--- START TEXT SEGMENT ---

NUCCOR parallelization on CPU/GPU at Perlmutter
Walk you through the usage of Codee to optimize NUCCOR, by applying CPU multithreading as well as offloading computations to GPU. NUCCOR is a nuclear physics code that is used to calculate the properties of atomic nuclei and their reactions.
This guide is part of the NERSC + Codee Training Series 2024. Code available for download at the previous link.
Getting started
First, navigate to the source code for NUCCOR:
cd codee-demos/Fortran/NUCCOR
The NUCCOR code within this repository is just the
kernel of NUCCOR (mtc.F90) whose module is used by a benchmark program
(mtc_main.F90). The particularity of this code is that the MTC kernel is
located in two identical files, mtc.F90 and mtc_openmp.F90, and both are
used from the benchmark program. The idea is to use Codee to optimize the
mtc_openmp.F90 file only, leaving the mtc.F90 without changes. This way the
benchmark can use the execution time of the original version (mtc.F90) as a
singlethreaded baseline.
Load the latest Codee version available on Perlmutter:
module load codee/2024.3.1
Walkthrough
1. Generate the compile_commands.json
The project comes with a Makefile, so we can leverage the tool bear
(version 3 or later) to generate the compile_commands.json file required
by Codee:
/global/cfs/cdirs/m4232pub/tools/bin/bear -- make
It's as simple as prepending bear -- to the make invocation. This command
will produce a compile_commands.json file with all the compiler invocations
needed to build the source files.
2. Run the screening report
To explore the recommendations of the Open
Catalog that are applicable to
NUCCOR, run Codee's screening report. Use --target-arch to include
CPU parallelization checkers in the analysis, and --compile-commands to point
to the compilation database we just generated with bear.
We are going to optimize mtc_openmp.F90 (clone of mtc.F90), leaving
mtc.F90 unchanged on purpose, to serve as a baseline. Therefore, we will pass
mtc_openmp.F90 to Codee as argument, so it only reports checkers for it.
Otherwise Codee will report every checker it finds for all the files defined in
the compile_commands.json file.

--- END TEXT SEGMENT ---
--- START DATA PROVIDED ---

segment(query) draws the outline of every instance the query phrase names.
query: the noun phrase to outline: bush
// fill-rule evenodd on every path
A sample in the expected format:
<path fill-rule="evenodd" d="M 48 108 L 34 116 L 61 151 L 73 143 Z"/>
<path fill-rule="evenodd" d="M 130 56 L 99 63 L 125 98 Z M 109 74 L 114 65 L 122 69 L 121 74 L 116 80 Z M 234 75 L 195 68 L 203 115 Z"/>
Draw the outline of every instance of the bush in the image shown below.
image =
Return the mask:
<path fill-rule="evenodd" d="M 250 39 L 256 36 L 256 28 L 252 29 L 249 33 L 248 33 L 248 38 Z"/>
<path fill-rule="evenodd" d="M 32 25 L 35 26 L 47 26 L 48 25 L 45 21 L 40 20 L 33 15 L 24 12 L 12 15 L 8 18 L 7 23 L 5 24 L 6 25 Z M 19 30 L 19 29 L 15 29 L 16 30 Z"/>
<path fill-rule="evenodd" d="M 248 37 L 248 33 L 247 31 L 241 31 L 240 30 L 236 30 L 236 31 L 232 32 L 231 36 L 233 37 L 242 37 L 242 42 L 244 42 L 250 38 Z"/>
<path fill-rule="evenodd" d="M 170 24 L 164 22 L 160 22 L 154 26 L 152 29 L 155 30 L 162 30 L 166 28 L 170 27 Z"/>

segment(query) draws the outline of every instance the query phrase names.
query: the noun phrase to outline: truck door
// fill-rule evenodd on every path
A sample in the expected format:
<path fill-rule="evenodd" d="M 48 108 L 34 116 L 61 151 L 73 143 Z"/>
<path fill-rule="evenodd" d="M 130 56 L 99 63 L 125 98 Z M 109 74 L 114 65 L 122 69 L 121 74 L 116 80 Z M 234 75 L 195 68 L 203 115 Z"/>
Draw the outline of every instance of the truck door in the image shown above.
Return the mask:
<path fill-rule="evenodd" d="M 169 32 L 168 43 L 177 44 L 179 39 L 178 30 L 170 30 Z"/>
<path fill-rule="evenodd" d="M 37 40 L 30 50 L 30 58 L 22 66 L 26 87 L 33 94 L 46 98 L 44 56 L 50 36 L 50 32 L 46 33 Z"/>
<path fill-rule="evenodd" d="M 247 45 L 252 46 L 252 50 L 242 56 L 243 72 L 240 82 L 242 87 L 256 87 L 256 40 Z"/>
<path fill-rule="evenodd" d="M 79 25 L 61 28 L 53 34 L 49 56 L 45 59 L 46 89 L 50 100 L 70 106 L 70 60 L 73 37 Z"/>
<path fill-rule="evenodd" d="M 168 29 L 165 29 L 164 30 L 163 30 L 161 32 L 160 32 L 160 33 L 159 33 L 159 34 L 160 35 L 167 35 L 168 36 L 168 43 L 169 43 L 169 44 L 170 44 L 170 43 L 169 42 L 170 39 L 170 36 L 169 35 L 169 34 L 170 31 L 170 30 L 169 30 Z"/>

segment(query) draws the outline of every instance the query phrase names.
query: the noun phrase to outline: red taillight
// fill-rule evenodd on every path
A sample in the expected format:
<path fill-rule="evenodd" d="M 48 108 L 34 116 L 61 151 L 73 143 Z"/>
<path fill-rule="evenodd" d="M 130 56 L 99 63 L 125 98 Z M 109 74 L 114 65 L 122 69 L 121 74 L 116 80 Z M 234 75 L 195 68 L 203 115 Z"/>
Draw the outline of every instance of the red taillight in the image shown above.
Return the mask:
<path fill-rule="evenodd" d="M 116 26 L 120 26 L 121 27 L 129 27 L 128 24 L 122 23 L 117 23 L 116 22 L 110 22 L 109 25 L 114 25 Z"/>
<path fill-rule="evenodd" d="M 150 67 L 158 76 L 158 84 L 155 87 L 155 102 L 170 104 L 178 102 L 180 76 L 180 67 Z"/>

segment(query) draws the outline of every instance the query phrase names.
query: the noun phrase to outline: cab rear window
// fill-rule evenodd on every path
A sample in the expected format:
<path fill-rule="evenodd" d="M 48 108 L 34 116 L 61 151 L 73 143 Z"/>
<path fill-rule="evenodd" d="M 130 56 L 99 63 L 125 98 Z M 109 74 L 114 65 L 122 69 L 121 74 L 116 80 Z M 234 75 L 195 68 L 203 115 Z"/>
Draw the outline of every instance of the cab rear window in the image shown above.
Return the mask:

--- END DATA PROVIDED ---

PARTS OF THE EXERCISE:
(A) Print the stretch of the NUCCOR guide from "2. Run the screening" through "the compile_commands.json file.".
(B) According to the NUCCOR guide, which module version of Codee is loaded on Perlmutter?
(C) Carry the NUCCOR guide forward from its last sentence.

ANSWER SET:
(A)
2. Run the screening report
To explore the recommendations of the Open
Catalog that are applicable to
NUCCOR, run Codee's screening report. Use --target-arch to include
CPU parallelization checkers in the analysis, and --compile-commands to point
to the compilation database we just generated with bear.
We are going to optimize mtc_openmp.F90 (clone of mtc.F90), leaving
mtc.F90 unchanged on purpose, to serve as a baseline. Therefore, we will pass
mtc_openmp.F90 to Codee as argument, so it only reports checkers for it.
Otherwise Codee will report every checker it finds for all the files defined in
the compile_commands.json file.

(B) codee/2024.3.1

(C)
Note: The way bear interacts with Perlmutter's filesystems causes the
compilation database to list project files under /global/u2 instead of
/global/home. This will prevent Codee from locating the source files when
using file filters. To resolve this, we will use the realpath command to
adjust the filters.
codee screening --target-arch cpu $(realpath mtc_openmp.F90) --compile-commands compile_commands.json
Note: the compilation database entries will be analyzed in the order necessary to meet module dependencies between Fortran source files.
Configuration file 'compile_commands.json' successfully parsed.
Date: 2024-09-06 Codee version: 2024.3.1 License type: Full
[1/1] mtc_openmp.F90 ... Done
SCREENING REPORT
---Number of files---
Total | C C++ Fortran
----- | - --- -------
1 | 0 0 1
Lines of code Analysis time # checks Profiling
------------- ------------- -------- ---------
96 52 ms 17 n/a
Lines of code : total lines of code found in the target (computed the same way as the sloccount tool)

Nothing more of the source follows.